══ Dataset extract
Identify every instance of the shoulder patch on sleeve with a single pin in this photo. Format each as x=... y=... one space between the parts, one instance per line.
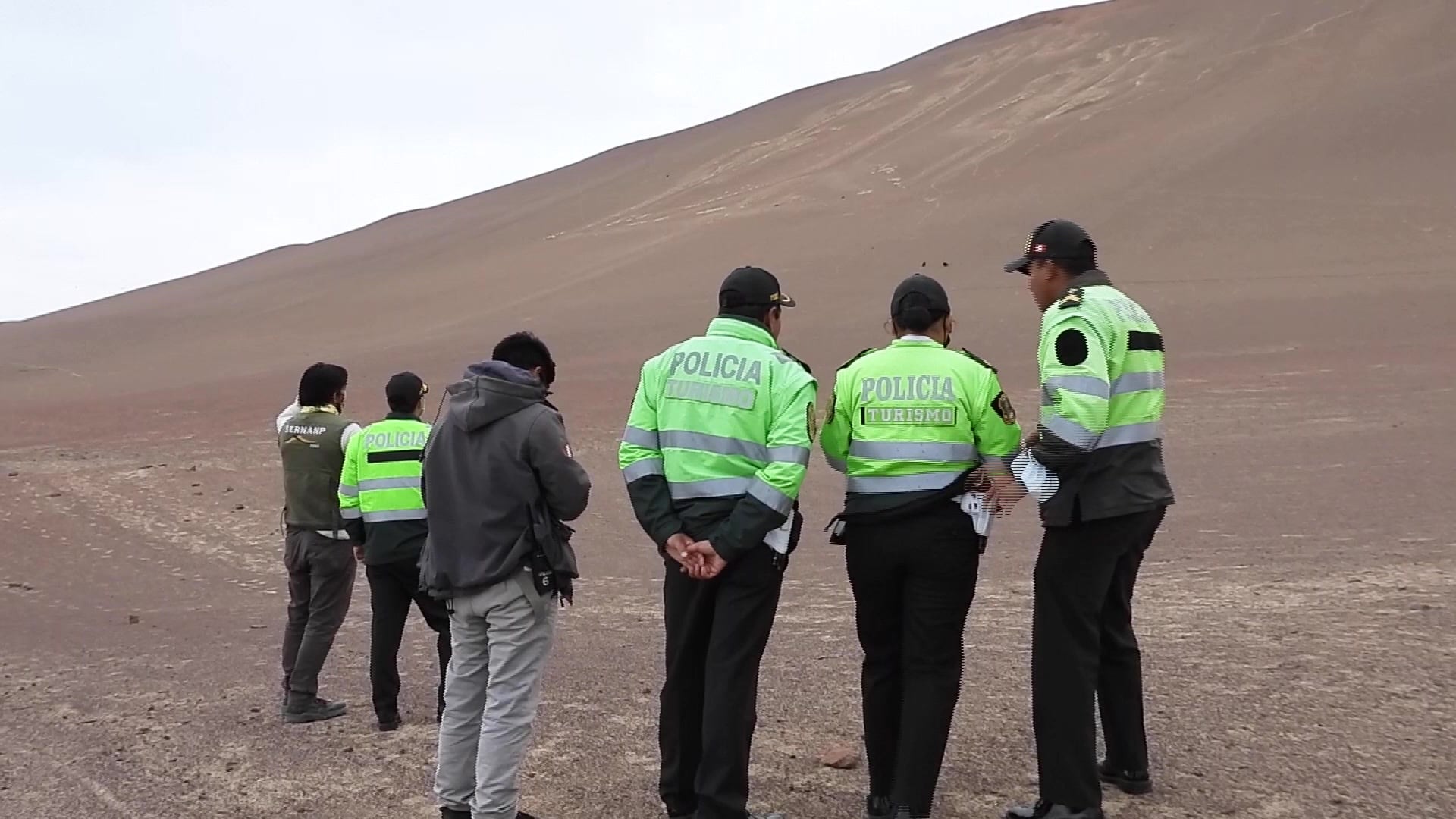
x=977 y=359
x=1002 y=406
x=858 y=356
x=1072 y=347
════
### Work to complete
Please set down every record above exactly as it appears, leaving out the pictures.

### Answer to this problem
Identify every instance of the shoulder patch on sleeve with a single pin in this photo. Format each as x=... y=... one space between the parts, one instance per line.
x=977 y=359
x=1002 y=406
x=858 y=356
x=1072 y=347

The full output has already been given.